--- Input records ---
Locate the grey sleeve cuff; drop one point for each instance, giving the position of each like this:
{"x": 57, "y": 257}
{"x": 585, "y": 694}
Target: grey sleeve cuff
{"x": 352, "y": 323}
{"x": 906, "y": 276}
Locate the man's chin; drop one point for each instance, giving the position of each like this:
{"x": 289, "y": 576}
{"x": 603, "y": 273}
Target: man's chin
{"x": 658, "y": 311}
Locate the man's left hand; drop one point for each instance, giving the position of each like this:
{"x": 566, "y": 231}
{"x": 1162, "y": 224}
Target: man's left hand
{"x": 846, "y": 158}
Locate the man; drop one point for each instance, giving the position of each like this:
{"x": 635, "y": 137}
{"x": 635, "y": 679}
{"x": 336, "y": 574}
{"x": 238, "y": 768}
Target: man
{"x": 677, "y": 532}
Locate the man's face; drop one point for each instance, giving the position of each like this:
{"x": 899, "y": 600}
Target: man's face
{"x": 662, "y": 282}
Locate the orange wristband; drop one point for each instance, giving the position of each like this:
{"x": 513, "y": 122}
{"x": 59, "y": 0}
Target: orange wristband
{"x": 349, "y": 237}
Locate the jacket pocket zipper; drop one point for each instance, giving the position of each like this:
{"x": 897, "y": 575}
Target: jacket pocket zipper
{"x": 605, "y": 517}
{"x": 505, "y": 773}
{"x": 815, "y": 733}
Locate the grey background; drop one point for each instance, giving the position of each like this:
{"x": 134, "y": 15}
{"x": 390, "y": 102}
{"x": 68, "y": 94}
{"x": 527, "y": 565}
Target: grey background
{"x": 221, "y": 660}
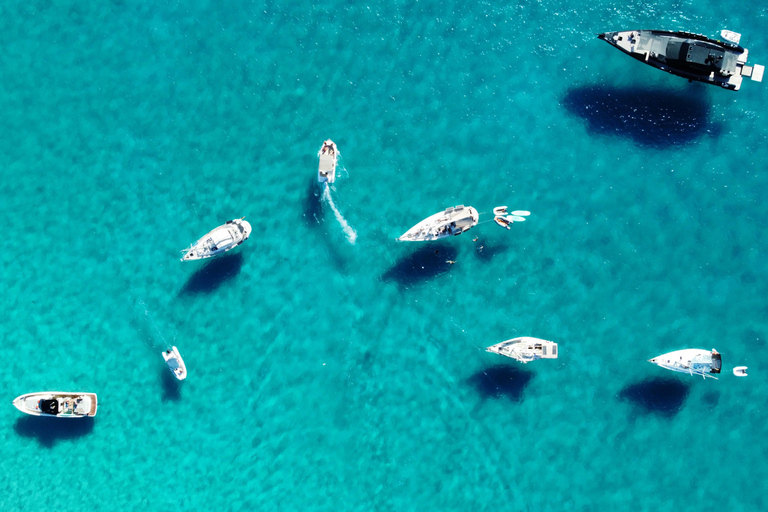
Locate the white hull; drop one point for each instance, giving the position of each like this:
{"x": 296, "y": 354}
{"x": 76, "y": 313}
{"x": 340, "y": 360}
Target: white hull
{"x": 450, "y": 222}
{"x": 692, "y": 361}
{"x": 58, "y": 404}
{"x": 175, "y": 363}
{"x": 219, "y": 240}
{"x": 525, "y": 349}
{"x": 329, "y": 156}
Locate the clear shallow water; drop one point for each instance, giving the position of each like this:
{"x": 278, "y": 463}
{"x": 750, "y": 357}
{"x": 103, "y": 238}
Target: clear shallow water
{"x": 330, "y": 376}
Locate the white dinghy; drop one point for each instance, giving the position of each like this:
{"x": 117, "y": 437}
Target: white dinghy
{"x": 219, "y": 241}
{"x": 175, "y": 363}
{"x": 328, "y": 155}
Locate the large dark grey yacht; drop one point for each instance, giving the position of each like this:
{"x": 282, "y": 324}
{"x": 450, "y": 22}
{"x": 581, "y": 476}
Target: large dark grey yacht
{"x": 691, "y": 56}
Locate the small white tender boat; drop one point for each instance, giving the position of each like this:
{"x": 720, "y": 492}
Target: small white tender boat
{"x": 740, "y": 371}
{"x": 175, "y": 363}
{"x": 501, "y": 221}
{"x": 219, "y": 241}
{"x": 692, "y": 361}
{"x": 450, "y": 222}
{"x": 58, "y": 404}
{"x": 328, "y": 154}
{"x": 525, "y": 349}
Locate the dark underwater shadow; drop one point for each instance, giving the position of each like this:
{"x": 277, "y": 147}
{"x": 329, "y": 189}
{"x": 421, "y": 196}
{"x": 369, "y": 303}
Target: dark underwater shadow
{"x": 485, "y": 252}
{"x": 213, "y": 274}
{"x": 660, "y": 396}
{"x": 49, "y": 430}
{"x": 313, "y": 206}
{"x": 502, "y": 381}
{"x": 648, "y": 117}
{"x": 171, "y": 387}
{"x": 426, "y": 263}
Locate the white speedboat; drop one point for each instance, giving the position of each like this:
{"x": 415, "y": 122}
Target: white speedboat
{"x": 328, "y": 155}
{"x": 58, "y": 404}
{"x": 693, "y": 361}
{"x": 175, "y": 363}
{"x": 219, "y": 241}
{"x": 525, "y": 349}
{"x": 450, "y": 222}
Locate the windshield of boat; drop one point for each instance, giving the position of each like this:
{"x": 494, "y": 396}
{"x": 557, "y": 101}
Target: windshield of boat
{"x": 50, "y": 406}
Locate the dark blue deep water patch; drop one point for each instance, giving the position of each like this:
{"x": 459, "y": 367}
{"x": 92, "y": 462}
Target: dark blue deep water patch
{"x": 663, "y": 396}
{"x": 648, "y": 117}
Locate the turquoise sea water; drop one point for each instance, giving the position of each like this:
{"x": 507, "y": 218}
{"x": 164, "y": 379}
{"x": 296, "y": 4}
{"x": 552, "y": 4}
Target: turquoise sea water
{"x": 326, "y": 375}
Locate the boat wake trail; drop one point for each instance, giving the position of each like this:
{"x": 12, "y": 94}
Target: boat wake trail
{"x": 348, "y": 230}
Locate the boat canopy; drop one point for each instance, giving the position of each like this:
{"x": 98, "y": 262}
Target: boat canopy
{"x": 49, "y": 406}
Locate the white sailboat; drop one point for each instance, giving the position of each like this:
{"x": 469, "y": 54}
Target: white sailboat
{"x": 58, "y": 404}
{"x": 219, "y": 240}
{"x": 692, "y": 361}
{"x": 525, "y": 349}
{"x": 450, "y": 222}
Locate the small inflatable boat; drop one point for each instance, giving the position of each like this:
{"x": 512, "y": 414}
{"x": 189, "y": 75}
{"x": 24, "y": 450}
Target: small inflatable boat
{"x": 501, "y": 221}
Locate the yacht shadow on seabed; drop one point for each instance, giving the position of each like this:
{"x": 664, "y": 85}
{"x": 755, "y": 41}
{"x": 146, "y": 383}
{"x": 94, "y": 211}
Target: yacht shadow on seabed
{"x": 426, "y": 263}
{"x": 215, "y": 273}
{"x": 49, "y": 430}
{"x": 502, "y": 381}
{"x": 648, "y": 117}
{"x": 171, "y": 387}
{"x": 661, "y": 396}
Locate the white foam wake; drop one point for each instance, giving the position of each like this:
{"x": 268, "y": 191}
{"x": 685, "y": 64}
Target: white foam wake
{"x": 348, "y": 230}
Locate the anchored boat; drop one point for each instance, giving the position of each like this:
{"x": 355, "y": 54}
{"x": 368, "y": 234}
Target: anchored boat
{"x": 58, "y": 404}
{"x": 688, "y": 55}
{"x": 175, "y": 363}
{"x": 525, "y": 349}
{"x": 328, "y": 154}
{"x": 219, "y": 241}
{"x": 450, "y": 222}
{"x": 693, "y": 361}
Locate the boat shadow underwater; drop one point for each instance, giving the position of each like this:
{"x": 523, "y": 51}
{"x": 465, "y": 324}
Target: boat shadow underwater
{"x": 49, "y": 430}
{"x": 424, "y": 264}
{"x": 313, "y": 207}
{"x": 661, "y": 396}
{"x": 171, "y": 387}
{"x": 485, "y": 251}
{"x": 502, "y": 381}
{"x": 213, "y": 274}
{"x": 647, "y": 117}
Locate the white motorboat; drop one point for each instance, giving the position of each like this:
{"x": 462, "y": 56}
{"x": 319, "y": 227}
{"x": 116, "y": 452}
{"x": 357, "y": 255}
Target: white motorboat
{"x": 175, "y": 363}
{"x": 328, "y": 155}
{"x": 525, "y": 349}
{"x": 450, "y": 222}
{"x": 693, "y": 361}
{"x": 58, "y": 404}
{"x": 219, "y": 241}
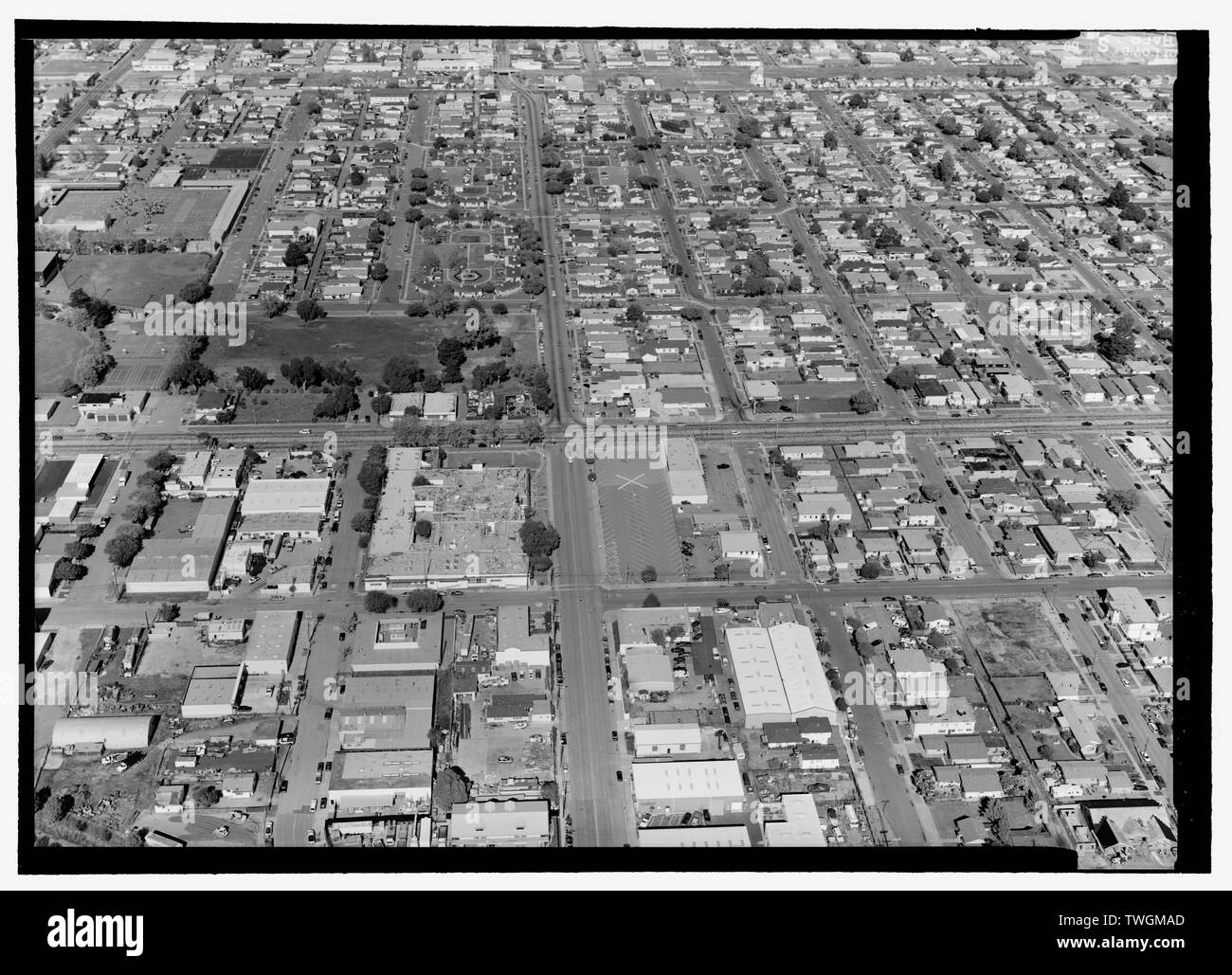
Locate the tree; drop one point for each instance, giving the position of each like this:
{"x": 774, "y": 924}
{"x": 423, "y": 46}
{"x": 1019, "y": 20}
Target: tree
{"x": 78, "y": 551}
{"x": 195, "y": 291}
{"x": 902, "y": 377}
{"x": 424, "y": 601}
{"x": 451, "y": 353}
{"x": 452, "y": 786}
{"x": 380, "y": 602}
{"x": 862, "y": 402}
{"x": 538, "y": 538}
{"x": 206, "y": 795}
{"x": 295, "y": 255}
{"x": 251, "y": 378}
{"x": 68, "y": 570}
{"x": 1121, "y": 501}
{"x": 309, "y": 311}
{"x": 531, "y": 431}
{"x": 402, "y": 373}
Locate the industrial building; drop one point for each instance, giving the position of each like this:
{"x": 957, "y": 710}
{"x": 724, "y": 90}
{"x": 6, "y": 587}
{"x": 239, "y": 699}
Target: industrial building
{"x": 513, "y": 823}
{"x": 685, "y": 473}
{"x": 399, "y": 644}
{"x": 112, "y": 731}
{"x": 382, "y": 780}
{"x": 688, "y": 786}
{"x": 476, "y": 516}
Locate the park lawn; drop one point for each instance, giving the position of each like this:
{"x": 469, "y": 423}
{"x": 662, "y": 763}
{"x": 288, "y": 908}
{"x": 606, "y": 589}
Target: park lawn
{"x": 132, "y": 280}
{"x": 57, "y": 350}
{"x": 365, "y": 342}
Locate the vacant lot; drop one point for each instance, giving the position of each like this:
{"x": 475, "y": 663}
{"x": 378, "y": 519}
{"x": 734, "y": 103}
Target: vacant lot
{"x": 57, "y": 349}
{"x": 1013, "y": 637}
{"x": 131, "y": 280}
{"x": 365, "y": 342}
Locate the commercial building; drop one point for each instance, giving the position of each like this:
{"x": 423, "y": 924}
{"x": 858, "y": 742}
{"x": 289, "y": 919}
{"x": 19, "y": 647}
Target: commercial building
{"x": 213, "y": 691}
{"x": 286, "y": 495}
{"x": 509, "y": 823}
{"x": 756, "y": 675}
{"x": 694, "y": 838}
{"x": 401, "y": 644}
{"x": 382, "y": 780}
{"x": 476, "y": 516}
{"x": 522, "y": 638}
{"x": 185, "y": 567}
{"x": 802, "y": 825}
{"x": 115, "y": 732}
{"x": 386, "y": 712}
{"x": 658, "y": 741}
{"x": 684, "y": 786}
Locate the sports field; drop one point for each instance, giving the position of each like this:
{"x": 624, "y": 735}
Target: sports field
{"x": 57, "y": 349}
{"x": 132, "y": 280}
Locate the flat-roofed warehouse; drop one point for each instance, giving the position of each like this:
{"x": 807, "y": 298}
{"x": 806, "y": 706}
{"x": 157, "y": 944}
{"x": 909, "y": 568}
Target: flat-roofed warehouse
{"x": 476, "y": 517}
{"x": 685, "y": 472}
{"x": 409, "y": 644}
{"x": 271, "y": 641}
{"x": 286, "y": 495}
{"x": 115, "y": 731}
{"x": 185, "y": 566}
{"x": 382, "y": 780}
{"x": 756, "y": 675}
{"x": 689, "y": 786}
{"x": 508, "y": 822}
{"x": 694, "y": 836}
{"x": 386, "y": 712}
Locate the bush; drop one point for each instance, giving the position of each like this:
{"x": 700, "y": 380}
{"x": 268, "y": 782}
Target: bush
{"x": 380, "y": 602}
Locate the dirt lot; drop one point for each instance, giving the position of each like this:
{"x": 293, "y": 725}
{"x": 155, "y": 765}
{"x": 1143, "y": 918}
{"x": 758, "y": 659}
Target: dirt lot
{"x": 1013, "y": 636}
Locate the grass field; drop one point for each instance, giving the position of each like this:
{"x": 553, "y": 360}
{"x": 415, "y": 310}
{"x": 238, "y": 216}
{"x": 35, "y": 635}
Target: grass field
{"x": 57, "y": 349}
{"x": 365, "y": 342}
{"x": 1013, "y": 637}
{"x": 130, "y": 280}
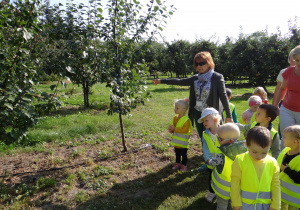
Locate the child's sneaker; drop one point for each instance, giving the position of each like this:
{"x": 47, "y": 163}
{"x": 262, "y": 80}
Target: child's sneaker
{"x": 210, "y": 197}
{"x": 183, "y": 168}
{"x": 176, "y": 166}
{"x": 202, "y": 168}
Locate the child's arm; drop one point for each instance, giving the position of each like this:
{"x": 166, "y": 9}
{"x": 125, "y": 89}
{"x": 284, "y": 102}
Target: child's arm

--- To be done ---
Take the line that contains "Locate the dirt" and every line after it to the end of the records above; quote them exactly, leaving out the pictures.

--- Result of this task ---
Locate the dirt lot; drop one point for each instance, giving the position of each like this:
{"x": 293, "y": 725}
{"x": 155, "y": 765}
{"x": 1143, "y": 918}
{"x": 758, "y": 659}
Target: dirt lot
{"x": 1013, "y": 636}
Locate the grass field; drop one point for each instance, giving the position of each like this:
{"x": 553, "y": 360}
{"x": 415, "y": 310}
{"x": 238, "y": 216}
{"x": 35, "y": 635}
Target: grass field
{"x": 57, "y": 349}
{"x": 365, "y": 342}
{"x": 1013, "y": 637}
{"x": 130, "y": 280}
Locate the child's sneaker; drop one point for each instance, giving the position of each like this:
{"x": 47, "y": 163}
{"x": 262, "y": 80}
Target: child's sneaker
{"x": 210, "y": 197}
{"x": 183, "y": 168}
{"x": 176, "y": 166}
{"x": 202, "y": 168}
Locate the child's arm; drop one point for each instance, giving the position of each like this:
{"x": 166, "y": 9}
{"x": 125, "y": 89}
{"x": 284, "y": 102}
Target: child's arm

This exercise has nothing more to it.